[Dataset entries]

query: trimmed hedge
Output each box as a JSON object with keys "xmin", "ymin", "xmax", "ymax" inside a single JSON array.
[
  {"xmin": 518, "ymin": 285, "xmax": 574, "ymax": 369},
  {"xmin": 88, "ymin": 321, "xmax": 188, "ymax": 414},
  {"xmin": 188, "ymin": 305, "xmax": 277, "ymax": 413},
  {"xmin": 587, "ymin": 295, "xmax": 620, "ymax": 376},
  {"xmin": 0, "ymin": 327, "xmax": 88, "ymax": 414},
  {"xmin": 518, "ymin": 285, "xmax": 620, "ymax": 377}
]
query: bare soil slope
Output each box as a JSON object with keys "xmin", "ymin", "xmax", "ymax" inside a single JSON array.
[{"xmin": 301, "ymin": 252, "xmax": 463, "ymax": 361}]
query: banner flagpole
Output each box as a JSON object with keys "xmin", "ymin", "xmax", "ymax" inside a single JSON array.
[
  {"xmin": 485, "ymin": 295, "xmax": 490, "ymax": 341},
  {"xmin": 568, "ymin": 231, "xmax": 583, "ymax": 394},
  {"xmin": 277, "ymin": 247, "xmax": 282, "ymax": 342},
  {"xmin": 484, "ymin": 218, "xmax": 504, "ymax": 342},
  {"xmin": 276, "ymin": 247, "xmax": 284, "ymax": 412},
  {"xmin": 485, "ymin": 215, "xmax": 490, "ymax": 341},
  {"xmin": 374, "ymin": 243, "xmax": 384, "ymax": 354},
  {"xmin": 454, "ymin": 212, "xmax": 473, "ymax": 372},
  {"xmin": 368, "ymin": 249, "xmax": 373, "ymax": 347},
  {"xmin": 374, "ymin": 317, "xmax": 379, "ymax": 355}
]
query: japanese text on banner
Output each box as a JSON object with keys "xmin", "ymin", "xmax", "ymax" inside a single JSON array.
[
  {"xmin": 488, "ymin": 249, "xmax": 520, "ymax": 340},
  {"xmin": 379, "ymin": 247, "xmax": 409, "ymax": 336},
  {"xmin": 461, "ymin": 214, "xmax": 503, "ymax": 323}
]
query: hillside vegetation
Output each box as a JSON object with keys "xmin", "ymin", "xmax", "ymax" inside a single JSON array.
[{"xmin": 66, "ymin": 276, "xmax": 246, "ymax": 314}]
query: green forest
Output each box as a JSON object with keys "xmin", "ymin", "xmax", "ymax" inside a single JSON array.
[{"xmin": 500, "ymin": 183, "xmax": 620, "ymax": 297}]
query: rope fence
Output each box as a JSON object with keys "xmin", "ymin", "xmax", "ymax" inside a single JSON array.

What is being asked: Without altering a single word, reproduce the entries above.

Your response:
query: trimmed hedge
Output each box as a JSON object with keys "xmin", "ymin", "xmax", "ymax" inside a single JSON array.
[
  {"xmin": 518, "ymin": 285, "xmax": 574, "ymax": 369},
  {"xmin": 88, "ymin": 321, "xmax": 188, "ymax": 414},
  {"xmin": 188, "ymin": 305, "xmax": 277, "ymax": 413},
  {"xmin": 587, "ymin": 295, "xmax": 620, "ymax": 376},
  {"xmin": 0, "ymin": 327, "xmax": 88, "ymax": 414},
  {"xmin": 518, "ymin": 285, "xmax": 620, "ymax": 377}
]
query: bare soil slope
Output each box as a JSON object with keys "xmin", "ymin", "xmax", "ymax" inside a single JSON array.
[{"xmin": 301, "ymin": 252, "xmax": 463, "ymax": 361}]
query: banner flagpole
Output each box as a JSON object with keys "xmin", "ymin", "xmax", "ymax" inside a single JSON array.
[
  {"xmin": 485, "ymin": 295, "xmax": 490, "ymax": 341},
  {"xmin": 568, "ymin": 231, "xmax": 583, "ymax": 394},
  {"xmin": 277, "ymin": 247, "xmax": 282, "ymax": 342},
  {"xmin": 484, "ymin": 218, "xmax": 504, "ymax": 342},
  {"xmin": 276, "ymin": 247, "xmax": 284, "ymax": 412},
  {"xmin": 485, "ymin": 215, "xmax": 490, "ymax": 341},
  {"xmin": 374, "ymin": 243, "xmax": 384, "ymax": 354},
  {"xmin": 454, "ymin": 212, "xmax": 473, "ymax": 372},
  {"xmin": 368, "ymin": 249, "xmax": 373, "ymax": 347},
  {"xmin": 374, "ymin": 317, "xmax": 379, "ymax": 355}
]
query: japanese text on banner
Output each box as a JSON object with keys "xmin", "ymin", "xmax", "ymax" inside a single JSON array.
[
  {"xmin": 488, "ymin": 249, "xmax": 520, "ymax": 340},
  {"xmin": 379, "ymin": 247, "xmax": 409, "ymax": 336},
  {"xmin": 461, "ymin": 214, "xmax": 503, "ymax": 323}
]
query: hillside vegetation
Output each box as a JSON object with keys "xmin", "ymin", "xmax", "ymax" inside a single JSON array.
[{"xmin": 66, "ymin": 276, "xmax": 246, "ymax": 314}]
query: green forest
Output each box as a JSON object with keys "xmin", "ymin", "xmax", "ymax" inside a single JSON array.
[{"xmin": 500, "ymin": 183, "xmax": 620, "ymax": 297}]
query: rope fence
Output each box as a JSON object with keys "xmin", "ymin", "xmax", "ymax" inside a single JSON array.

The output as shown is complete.